PASSAGE SHOWN
□ □ □
Saturday, July 28, 2012

How to implement physical servers snapshots on Apple MAC OS X 10.X

Concept

Here is how it works:
  • Mac OS X physical snapshots can be configured with a single disk 
  • Partition your disk to have at least 2 partitions  "MASTER" and "CLONE"
  • Install clean MAC OS X on MASTER. This will become your  disk.
  • Include required packages (see Prerequisites, below)
  • Perfect the OS, install any software that you would like to have as part of the standard OS
  • Setup snapshot scripts and create the snapshot

Banner text

Banner will be displayed during the reimaging process to anyone who will be trying to connect to the system via SSH, CONSOLE or TELNET prior to the end of the snapshot recovery process. Touch /etc/banner_default
WARNING WARNING WARNING WARNING WARNING WARNING WARNING WARNING
 
       THE SYSTEM IS BOOTED TO AN ORIGINAL SNAPSHOT DISK
               SNAPSHOT RECOVERY IS IN PROGRESS
 
       TO PRESERVE INTEGRITY OF THE SYSTEM DO NOT LOGIN!

Enable banner for SSH

To enable banner for SSH, simply uncomment "Banner" in /etc/ssh/sshd_config
# no default banner path
Banner /etc/banner
NOTE: During the reimaging process /etc/banner_default will be renamed to /etc/banner

Scripts and entries

You will need to add scripts and append standard configuration files as part of this process. Feel free to customize as you wish. Append /etc/profile. Simple notification mechanism if a user is trying to login to the system during the snapshot restore.
#…
PATH=$PATH:/usr/local/bin
export PATH
#…

#master (YOUR ORIGINAL SNAPSHOT DISK)
MASTER=”/dev/disk0s2”

if [ `/usr/sbin/bless --getBoot` == ${MASTER} ]; then
 clear
 cat /etc/banner_default
 while true
  do
   echo "Are you sure you still wish to login? (y or n) :\c"
   read CONFIRM
   case $CONFIRM in
     y|Y|YES|yes|Yes) break ;;
     n|N|no|NO|No)
     echo Aborting - you entered $CONFIRM
     exit
     ;;
    *) echo Please enter only y or n
   esac
  done
else
/bin/rm -f /etc/banner
fi

Create /usr/local/bin/restore_snapshot

Create file /usr/local/bin/restore_snapshot with execute permissions (500). This is the script that you will be executing to request snapshot restore.
#!/bin/sh
#master (YOUR ORIGINAL SNAPSHOT DISK)
MASTER=”/dev/disk0s2”
#clone  (YOUR TEST DISK)
CLONE=”/dev/disk0s3”

# Make sure only root can run our script
if [ "$(id -u)" != "0" ]; then
   echo "This script must be run as root" 1>&2
   exit 1
fi

if [ `/usr/sbin/bless --getBoot` == ${CLONE} ]
then
        echo "System is booted to the secondary disk"
□ □ □
STATED PROBLEM 1
In the Mac OS X snapshot guide, what permissions must the file /usr/local/bin/restore_snapshot have?
STATED PROBLEM 2
Continue the Mac OS X snapshot guide from its last line.
The material after this point has no connection to the Mac OS X snapshot guide.

STORED DATA
□ □ □
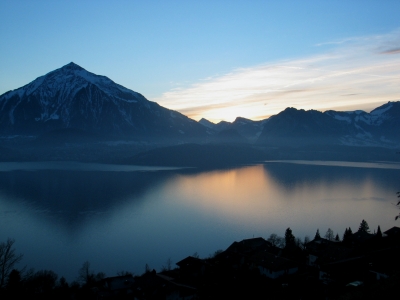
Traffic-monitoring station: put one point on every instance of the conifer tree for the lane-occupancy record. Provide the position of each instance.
□ □ □
TASK RESPONSE 1
Execute permissions (500).

TASK RESPONSE 2
        echo "Changing boot device priority to boot to the master disk for snapshot restore..."
        echo "INFO: Cancel by CRTL-C in 15 seconds..."
        sleep 15
        set -x
        /usr/sbin/bless --device ${MASTER} --setBoot
        set +x
        echo "Rebooting..."
        /sbin/reboot
else
        /usr/local/bin/resnapshot
fi

MAC OS X /usr/local/bin/resnapshot

Create /etc/rc.resnapshot (chmod 500). This script will be called during OS boot. It will check whether the snapshot restore must start after the reboot.
#!/bin/sh

#master (YOUR ORIGINAL SNAPSHOT DISK)
MASTER=”/dev/disk0s2”
#clone  (YOUR TEST DISK)
CLONE=”/dev/disk0s3”

# Make sure only root can run our script
if [ "$(id -u)" != "0" ]; then
   echo "This script must be run as root" 1>&2
   exit 1
fi

echo "INFO: You can still cancel by pressing CRTL-C within 15 seconds..."
sleep 15

if [ `/usr/sbin/bless --getBoot` == ${MASTER} ]
then
        echo "INFO: System is booted to the master image disk."
        echo "INFO: Placing banner."
        set -x
        cp /etc/banner_default /etc/banner
        set +x

        echo "INFO: Restoring snapshot. The system will reboot automatically, if successful."
        echo "INFO: Please wait..."
        echo "INFO: Placing FirstReboot into startup"
        /bin/mkdir -p /Library/StartupItems/FirstBoot
        echo "INFO: Creating FirstReboot script"
        /usr/bin/touch /Library/StartupItems/FirstBoot/FirstBoot
        echo "INFO: Changing Permissions on FirstReboot script"
        /bin/chmod +x /Library/StartupItems/FirstBoot/FirstBoot
        echo "INFO: Populating on FirstReboot script"
        echo "/bin/rm -rf /Library/StartupItems/FirstBoot" > /Library/StartupItems/FirstBoot/FirstBoot
        echo "/sbin/reboot" >> /Library/StartupItems/FirstBoot/FirstBoot
 /usr/sbin/asr -h 2>&1 | grep '\-\-erase'
if [ $? –eq 0 ]; then
        ASRCMD=”/usr/sbin/asr -source ${MASTER} -target ${CLONE} --erase --updatebless –noprompt”
  else
        ASRCMD=”/usr/sbin/asr -source ${MASTER} -target ${CLONE} -erase -updatebless –noprompt”
fi

echo $ASRCMD
set -x
${ASRCMD}

        if [ $? -eq 0 ]; then
                echo "INFO: Restore succeeded! Setting boot to clone..."
                /usr/sbin/bless --device ${CLONE} --setBoot
                /usr/sbin/bless --getBoot
                echo "INFO: Removing Local FirstReboot directory"
                /bin/rm -rf /Library/StartupItems/FirstBoot
                echo "Rebooting Now..."
                /sbin/reboot
        else
                echo "INFO: Snapshot restore failed. Aborting..."
                exit 1
        fi
else
        echo "INFO: System is booted to the clone. Exiting..."
        set -x
        /bin/rm -f /etc/banner
        /usr/sbin/diskutil unmount ${MASTER}
        set +x
fi

Mac OS X job scheduling

defaults write /Library/LaunchDaemons/com.globalitadmins.resnapshot Label com.symantec.resnapshot
defaults write /Library/LaunchDaemons/com.globalitadmins.resnapshot ProgramArguments -array "/usr/local/bin/resnapshot"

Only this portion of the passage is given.